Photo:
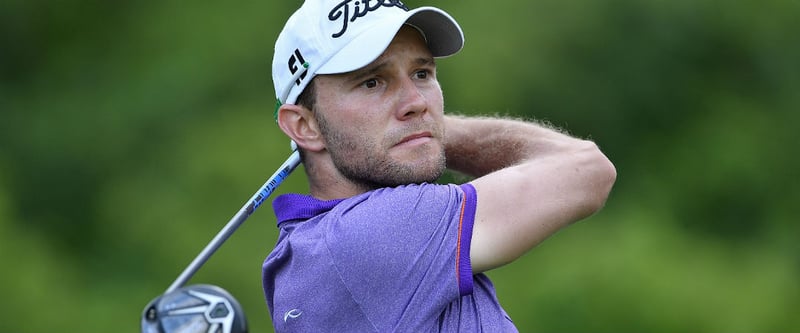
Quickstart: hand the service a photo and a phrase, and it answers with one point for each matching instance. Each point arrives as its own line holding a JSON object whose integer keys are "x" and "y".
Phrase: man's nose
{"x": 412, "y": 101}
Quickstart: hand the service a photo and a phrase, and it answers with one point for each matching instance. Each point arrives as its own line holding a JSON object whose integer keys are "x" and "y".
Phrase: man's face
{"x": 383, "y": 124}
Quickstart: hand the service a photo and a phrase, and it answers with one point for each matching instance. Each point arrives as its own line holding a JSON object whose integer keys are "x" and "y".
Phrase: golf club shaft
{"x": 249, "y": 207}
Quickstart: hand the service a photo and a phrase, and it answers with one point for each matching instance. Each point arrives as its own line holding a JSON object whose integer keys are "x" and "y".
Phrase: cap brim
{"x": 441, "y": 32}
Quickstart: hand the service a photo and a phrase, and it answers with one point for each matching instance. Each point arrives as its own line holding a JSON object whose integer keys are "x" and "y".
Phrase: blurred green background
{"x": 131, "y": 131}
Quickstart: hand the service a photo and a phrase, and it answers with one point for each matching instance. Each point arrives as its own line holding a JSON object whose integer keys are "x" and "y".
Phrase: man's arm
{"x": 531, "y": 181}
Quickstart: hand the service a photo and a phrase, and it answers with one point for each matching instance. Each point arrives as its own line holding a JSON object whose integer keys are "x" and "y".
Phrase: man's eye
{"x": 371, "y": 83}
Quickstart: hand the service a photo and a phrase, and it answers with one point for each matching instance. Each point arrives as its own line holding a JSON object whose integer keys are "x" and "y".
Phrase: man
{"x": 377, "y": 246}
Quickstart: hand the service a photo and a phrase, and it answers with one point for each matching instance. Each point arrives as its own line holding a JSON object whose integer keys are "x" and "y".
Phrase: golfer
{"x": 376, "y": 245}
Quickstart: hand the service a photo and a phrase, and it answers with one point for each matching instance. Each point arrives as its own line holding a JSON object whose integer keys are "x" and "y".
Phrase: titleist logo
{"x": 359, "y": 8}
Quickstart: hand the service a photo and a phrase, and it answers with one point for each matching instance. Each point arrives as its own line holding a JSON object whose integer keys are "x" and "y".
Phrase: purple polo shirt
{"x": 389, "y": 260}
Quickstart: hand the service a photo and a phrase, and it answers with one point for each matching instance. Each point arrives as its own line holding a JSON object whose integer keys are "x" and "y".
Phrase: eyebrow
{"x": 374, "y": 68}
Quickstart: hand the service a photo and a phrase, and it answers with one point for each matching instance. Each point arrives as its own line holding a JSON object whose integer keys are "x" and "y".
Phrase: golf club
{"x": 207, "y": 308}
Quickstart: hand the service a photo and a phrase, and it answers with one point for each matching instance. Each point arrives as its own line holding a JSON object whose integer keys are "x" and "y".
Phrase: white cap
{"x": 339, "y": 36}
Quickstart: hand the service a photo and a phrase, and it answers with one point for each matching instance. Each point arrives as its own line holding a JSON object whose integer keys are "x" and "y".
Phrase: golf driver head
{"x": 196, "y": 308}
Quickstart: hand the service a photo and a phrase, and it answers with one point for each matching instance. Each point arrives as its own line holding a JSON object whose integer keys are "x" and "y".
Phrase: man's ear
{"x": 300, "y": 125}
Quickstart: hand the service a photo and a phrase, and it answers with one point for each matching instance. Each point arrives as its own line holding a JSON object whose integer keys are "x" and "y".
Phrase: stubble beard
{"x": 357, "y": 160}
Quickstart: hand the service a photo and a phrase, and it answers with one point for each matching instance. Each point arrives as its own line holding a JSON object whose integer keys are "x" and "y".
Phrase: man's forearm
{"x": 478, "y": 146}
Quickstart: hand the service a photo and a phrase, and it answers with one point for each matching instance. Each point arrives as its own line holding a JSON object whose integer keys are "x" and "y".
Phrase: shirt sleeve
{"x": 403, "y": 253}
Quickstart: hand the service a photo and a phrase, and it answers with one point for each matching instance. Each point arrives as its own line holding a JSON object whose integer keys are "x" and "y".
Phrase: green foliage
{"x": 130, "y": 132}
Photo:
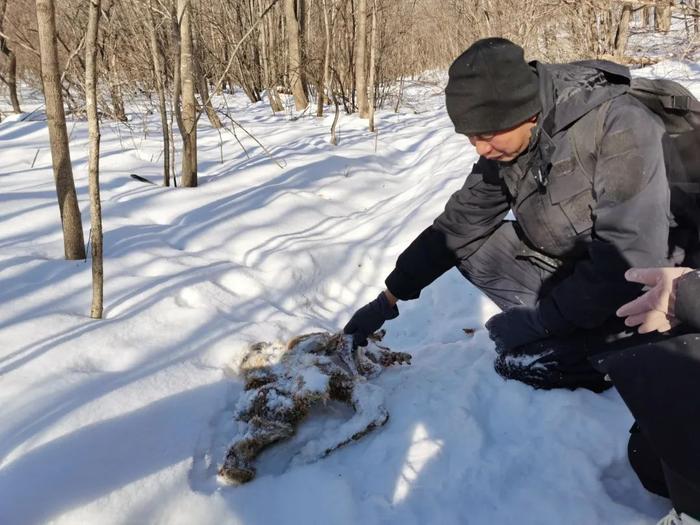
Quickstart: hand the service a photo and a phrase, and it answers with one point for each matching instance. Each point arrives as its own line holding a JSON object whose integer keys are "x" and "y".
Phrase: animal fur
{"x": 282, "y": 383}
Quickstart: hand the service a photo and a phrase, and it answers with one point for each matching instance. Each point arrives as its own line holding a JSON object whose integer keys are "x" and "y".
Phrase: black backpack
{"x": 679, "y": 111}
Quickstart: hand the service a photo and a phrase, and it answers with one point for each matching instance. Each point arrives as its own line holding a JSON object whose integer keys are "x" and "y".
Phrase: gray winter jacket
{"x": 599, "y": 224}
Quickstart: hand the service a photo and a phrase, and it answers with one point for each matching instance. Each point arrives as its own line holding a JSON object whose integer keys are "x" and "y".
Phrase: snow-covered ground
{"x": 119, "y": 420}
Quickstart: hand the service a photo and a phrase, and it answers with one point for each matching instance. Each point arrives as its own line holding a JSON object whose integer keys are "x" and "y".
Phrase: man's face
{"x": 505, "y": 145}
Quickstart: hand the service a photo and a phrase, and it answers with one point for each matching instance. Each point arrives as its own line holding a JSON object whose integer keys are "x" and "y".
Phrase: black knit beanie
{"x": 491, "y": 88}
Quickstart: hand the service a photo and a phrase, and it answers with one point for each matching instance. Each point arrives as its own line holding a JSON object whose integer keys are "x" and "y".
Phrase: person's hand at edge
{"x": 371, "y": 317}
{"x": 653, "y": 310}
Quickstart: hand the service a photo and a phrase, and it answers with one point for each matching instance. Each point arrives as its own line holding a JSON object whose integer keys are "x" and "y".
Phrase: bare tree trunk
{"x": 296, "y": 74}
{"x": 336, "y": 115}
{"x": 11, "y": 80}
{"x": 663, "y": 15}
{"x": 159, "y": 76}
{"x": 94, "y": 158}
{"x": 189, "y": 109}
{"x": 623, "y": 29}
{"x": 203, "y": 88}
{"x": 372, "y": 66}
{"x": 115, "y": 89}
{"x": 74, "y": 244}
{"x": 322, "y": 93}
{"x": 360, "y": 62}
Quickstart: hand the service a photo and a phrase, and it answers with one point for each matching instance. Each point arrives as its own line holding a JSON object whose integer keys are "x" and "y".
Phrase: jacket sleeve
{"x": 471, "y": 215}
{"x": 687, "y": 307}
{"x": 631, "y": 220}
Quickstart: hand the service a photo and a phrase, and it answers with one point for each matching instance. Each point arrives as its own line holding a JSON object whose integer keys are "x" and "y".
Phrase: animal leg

__Challenge__.
Your task is to repeat the data above exactly while excluding the pictures.

__Written answer__.
Photo:
Quickstart: hand the service a photo and a phrase, and it answers with one point for each matching instance. Each point arrives as its own line holding a JSON object whose integer keys are "x" and "y".
Phrase: man's nose
{"x": 412, "y": 101}
Quickstart: hand the service a photo and a phrase, and it answers with one point for each matching instance. Each point arrives as its own line holding a JSON object whose integer keys are "x" and "y".
Phrase: man's face
{"x": 383, "y": 124}
Quickstart: hand the service a photo and a phrase, and it answers with one point for each matching instance. Each point arrives as its own line holding a JSON object whose integer keys are "x" and "y".
Phrase: golf club shaft
{"x": 249, "y": 207}
Quickstart: hand the service a photo and a phrase, and it answers with one point for each matching instance. Each point arrives as its own line holding a JSON object whose integer keys are "x" and "y".
Phrase: cap brim
{"x": 441, "y": 32}
Quickstart: hand the service a photo and a phrase, and it answers with one point for each matching instance. Each point arrives as its own line holding a JSON object whose integer keys are "x" and "y".
Phrase: blurred green background
{"x": 131, "y": 131}
Quickstart: hand the service a photo and a phrase, and it answers with one point for each matching instance. Each point arrives as its own line holding a JSON object whose integer keys are "x" and "y".
Phrase: man's arm
{"x": 531, "y": 181}
Quickstart: hand the service a photo and a phrase, and it answers with one point for each matching instance. Each point arrives as its own line holding a JSON object whose integer keys are "x" and "y".
Phrase: man's eye
{"x": 371, "y": 83}
Quickstart: hand the service a photo and a phrase, and it answers with one point for each matching instance. Each point arrives as its own line holding a JSON object whose integer keys are "x" and "y".
Phrase: man
{"x": 377, "y": 246}
Quickstart: hand the service a photo and a phrase, and it answers with one point for each matching instance. Each point arrives as its own line holding a JSON object whose integer keys are "x" and "y".
Phrase: golfer
{"x": 376, "y": 245}
Quickstart: hand the service a photo and a phrase, and it answers with one point for each matching instance. Each point arrives as its own line holding a JSON object whose integer keys are "x" and "y".
Phrase: titleist logo
{"x": 359, "y": 8}
Quickstart: hand the service a photo and a phrase, and it answers with one point for each matching instance. Each point arrives as its own line holding a JSON object whose integer keys are "x" and "y".
Phrase: purple polo shirt
{"x": 389, "y": 260}
Quickstart: hand the service a photo and a phrase, and it answers with one point for each matching instance. Each point arrives as its own line holding a JSON object whose integer keys are "x" and "y".
Phrase: eyebrow
{"x": 374, "y": 68}
Quickstart: hand the service a photo and a phrase, and it answers with one point for each matching instance. Each point arrives as its own line holding a JSON object whose integer keys are "x" and "y".
Phrase: golf club
{"x": 207, "y": 308}
Quickstart: hand the service a photo and a phrase, and it answers with one point for each matching instance. Each point arrives as its own line holding a JSON object whose integer keys are "x" and "y".
Phrase: white cap
{"x": 339, "y": 36}
Quickstart: hand the service a photo and a phrase, and it answers with one point for each matching instance. Each point arrives as its own line holding a JSON object whose integer keys are "x" and "y".
Phrase: golf driver head
{"x": 196, "y": 308}
Quickstart: hand the service a photo and a phrase, and it answers with one point for each matching instance. Each point arrives as its own line holding a JSON object whose integer keys are "x" and "y".
Phrase: man's ear
{"x": 300, "y": 125}
Quickstart: hand the service a photo and a phrase, and it answers with one point for each matching instance. Each point arrives as its own line holding a JSON object whose integer keys are "x" and "y".
Phrase: stubble beard
{"x": 357, "y": 160}
Quickstart: hand the service a photo and a phrase, and it answers with one point for each matching instance. Each point arrives as its own line holding a JSON object whose integer keys are "x" and "y".
Phrase: man's forearm
{"x": 478, "y": 146}
Quickstart: hand the service a photo and a phrase, and it answers with one point for each matching instance. Each point arrives as its own line holding a JSON object whose integer keys are "x" and "y".
Phrase: shirt sleeve
{"x": 403, "y": 253}
Quickstart: hand the service a photo and a phrase, and it answers with one point for each matching instance. Each point arrives as its own line holding a JSON object whose integer keys are "x" and "y".
Phrase: green foliage
{"x": 130, "y": 132}
Photo:
Quickstart: hand the service a photo and a phrase, and it answers with one point for each matching instance. Each point arrives as its own line holding a JSON object whose integer keys are "x" and "y".
Phrase: animal fur
{"x": 282, "y": 383}
Quickstart: hand the service a photo and a phrase, and it answers with one point for each matching instance. Each point arrives as its own line holding a JSON object whose integer keys are "x" and "y".
Phrase: black backpack
{"x": 679, "y": 111}
Quickstart: hand the service a photo and a phrase, and it answers with one point for each matching instance. Each point arrives as its own line holding a JSON object whose integer keys are "x" and "y".
Phrase: gray winter jacket
{"x": 599, "y": 224}
Quickstart: hand the service a photo and a phrase, and it answers with one point for each matching instance. Each point arrives as its own line holding a JSON object whose integer keys are "x" and "y".
Phrase: snow-covered ground
{"x": 119, "y": 420}
Quickstart: hand the service a photo and a phrase, and it answers with one point for each matching instance. Each point arrives as its own line holding a JSON object whose integer keys are "x" and "y".
Phrase: man's face
{"x": 505, "y": 145}
Quickstart: hand the service a photo and a phrase, and it answers with one point for each matching instance. Each point arrives as its own line holding a JSON object whose integer keys are "x" and "y".
Phrase: black knit beanie
{"x": 491, "y": 88}
Quickstart: hand the service a photo and a phrase, and it answers with one point for each matching instance. Each point arrives as its own line holding a JSON object whose integer keys are "x" and "y".
Phrase: person's hand at edge
{"x": 371, "y": 317}
{"x": 653, "y": 310}
Quickstart: hand the service a photo and a phrase, and it answers with one point for each matching instance. Each point arrives as its own line holding a JSON object whose integer keys are "x" and "y".
Phrase: bare tree trunk
{"x": 296, "y": 74}
{"x": 336, "y": 115}
{"x": 11, "y": 80}
{"x": 663, "y": 15}
{"x": 159, "y": 76}
{"x": 94, "y": 158}
{"x": 189, "y": 109}
{"x": 623, "y": 29}
{"x": 203, "y": 88}
{"x": 372, "y": 66}
{"x": 115, "y": 89}
{"x": 74, "y": 244}
{"x": 322, "y": 93}
{"x": 360, "y": 62}
Quickstart: hand the service a photo and a phrase, and it answers with one point for each matching instance. Each point arrives as its own line holding a JSON object whose integer keys are "x" and "y".
Phrase: jacket sleeve
{"x": 471, "y": 215}
{"x": 687, "y": 307}
{"x": 631, "y": 220}
Quickstart: hand the service a photo and a phrase, and it answers with one point for each matching instance. Each point arrives as its own line holding a JSON object whose integer keys are "x" and "y".
Phrase: animal leg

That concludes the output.